__Stated problem__: Output each line of the material exactly as it stands.

* Start *

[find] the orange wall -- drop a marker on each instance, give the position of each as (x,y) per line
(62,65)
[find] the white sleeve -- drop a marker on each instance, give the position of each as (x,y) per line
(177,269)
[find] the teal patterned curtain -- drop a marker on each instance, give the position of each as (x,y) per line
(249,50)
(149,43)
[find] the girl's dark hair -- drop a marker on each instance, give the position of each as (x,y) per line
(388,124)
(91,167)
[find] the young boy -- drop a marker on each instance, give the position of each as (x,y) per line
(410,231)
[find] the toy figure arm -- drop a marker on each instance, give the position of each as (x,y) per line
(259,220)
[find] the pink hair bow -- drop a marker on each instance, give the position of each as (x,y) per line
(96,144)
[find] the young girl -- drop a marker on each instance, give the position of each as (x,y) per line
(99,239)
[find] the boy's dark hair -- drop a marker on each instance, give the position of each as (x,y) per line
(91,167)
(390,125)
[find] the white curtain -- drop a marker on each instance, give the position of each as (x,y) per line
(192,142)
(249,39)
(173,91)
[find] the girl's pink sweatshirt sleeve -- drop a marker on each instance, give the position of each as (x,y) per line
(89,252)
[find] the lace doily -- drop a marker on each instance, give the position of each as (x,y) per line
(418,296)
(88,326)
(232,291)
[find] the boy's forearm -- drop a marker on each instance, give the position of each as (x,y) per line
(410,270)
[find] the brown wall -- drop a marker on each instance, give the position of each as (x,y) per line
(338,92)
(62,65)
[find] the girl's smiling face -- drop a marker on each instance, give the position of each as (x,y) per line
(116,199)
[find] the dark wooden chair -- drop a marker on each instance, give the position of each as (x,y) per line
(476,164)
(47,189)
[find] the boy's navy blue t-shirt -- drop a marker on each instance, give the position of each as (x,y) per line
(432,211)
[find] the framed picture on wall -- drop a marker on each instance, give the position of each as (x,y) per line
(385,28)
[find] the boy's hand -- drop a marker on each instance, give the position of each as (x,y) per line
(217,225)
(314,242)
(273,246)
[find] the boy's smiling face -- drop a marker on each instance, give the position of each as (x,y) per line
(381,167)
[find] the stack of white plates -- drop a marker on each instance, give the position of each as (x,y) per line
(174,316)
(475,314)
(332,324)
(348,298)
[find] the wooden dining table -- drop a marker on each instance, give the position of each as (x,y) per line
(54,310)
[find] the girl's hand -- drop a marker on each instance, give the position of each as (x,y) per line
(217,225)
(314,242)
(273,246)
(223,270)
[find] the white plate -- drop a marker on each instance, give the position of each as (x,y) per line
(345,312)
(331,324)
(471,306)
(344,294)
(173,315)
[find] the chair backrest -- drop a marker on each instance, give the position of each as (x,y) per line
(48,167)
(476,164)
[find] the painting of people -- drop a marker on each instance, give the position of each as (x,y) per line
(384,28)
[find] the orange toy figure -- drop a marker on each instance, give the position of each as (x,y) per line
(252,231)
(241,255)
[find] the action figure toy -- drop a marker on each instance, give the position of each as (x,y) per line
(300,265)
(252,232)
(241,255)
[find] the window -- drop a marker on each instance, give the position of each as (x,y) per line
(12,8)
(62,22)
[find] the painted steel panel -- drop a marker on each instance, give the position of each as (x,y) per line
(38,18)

* End *

__Right answer__:
[find] the orange wall -- drop a marker on each instance, give the position of each as (x,y) per line
(62,65)
[find] the white sleeve -- drop a marker on each instance, give the position of each as (x,y) per line
(177,269)
[find] the teal patterned curtain -- drop a marker on each instance, give the position of each as (x,y) per line
(249,50)
(149,43)
[find] the girl's dark hair -- drop a marker on each instance, give the position of each as (x,y) per line
(388,124)
(91,167)
[find] the young boy -- drop a marker on each instance, give the position of each as (x,y) per line
(410,231)
[find] the toy figure arm -- drop a marker on each instance, give the position of each as (x,y) per line
(259,220)
[find] the pink hair bow -- drop a marker on each instance, give the position of each as (x,y) per line
(96,144)
[find] the young girl -- drop a marker on each instance, give the position of each as (x,y) per line
(99,239)
[find] the boy's dark hair -- drop a marker on each instance, give the position of each as (x,y) per line
(91,167)
(390,125)
[find] the white curtain -- drop a marker on each instance, give the position of each as (x,y) per line
(192,142)
(249,39)
(173,91)
[find] the girl's pink sweatshirt sleeve -- drop a marker on each instance, give the position of each as (x,y) per line
(89,252)
[find] the lace doily -- drop a marker on each instance, give the position of each as (x,y) per line
(418,296)
(88,326)
(232,291)
[find] the boy's forearm -- drop a marker on each instance, give the position of each as (x,y) per line
(410,270)
[find] the brown wall -- drop a marker on each instance, give the position of each as (x,y) per line
(338,92)
(62,65)
[find] the girl's smiling face -- drop a marker on each instance, give the position of each as (x,y) per line
(116,199)
[find] the dark wooden chair -- drop a marker on each instance, give the position of each as (x,y) per line
(476,164)
(47,189)
[find] the boy's navy blue t-shirt -- drop a marker on each instance, give the position of each as (x,y) per line
(432,211)
[find] the framed picture on wall -- drop a marker on each instance, give the position of each as (x,y) per line
(385,28)
[find] the boy's hand -- drop a marker on each instance, give the position of each as (x,y) per line
(217,225)
(314,242)
(273,246)
[find] the boy's smiling face -- drop a marker on each instance, give the position of each as (x,y) per line
(381,167)
[find] the stack of white plates -- drop a marker on each instance, give the position of each as (x,y) per line
(174,316)
(475,314)
(332,324)
(348,298)
[find] the wooden dining table -- drop a marker on each instance, give the position of each as (x,y) per line
(54,310)
[find] the girl's hand -- drop a marker on each instance, give the position of each as (x,y) per line
(217,225)
(314,242)
(273,246)
(223,270)
[find] the white plate -- drop a marker on each instance, give the position of each as (x,y) per line
(345,312)
(331,324)
(471,306)
(344,294)
(173,315)
[find] the chair backrest -- drop a marker on each instance, give the position of each as (x,y) per line
(48,167)
(476,164)
[find] the painting of people -- drop a marker on each instance, give the position of each as (x,y) per line
(384,28)
[find] the orange toy figure -- drop a marker on each instance, give the position of each as (x,y) per line
(252,231)
(241,255)
[find] the action figure toy -- drop a marker on each instance, give the position of each as (x,y) per line
(300,265)
(252,232)
(241,255)
[find] the window -- drop a marker on each instance, give the position of each as (x,y) per line
(12,8)
(62,22)
[find] the painted steel panel -- drop a marker on each instance, give the position of each as (x,y) per line
(38,18)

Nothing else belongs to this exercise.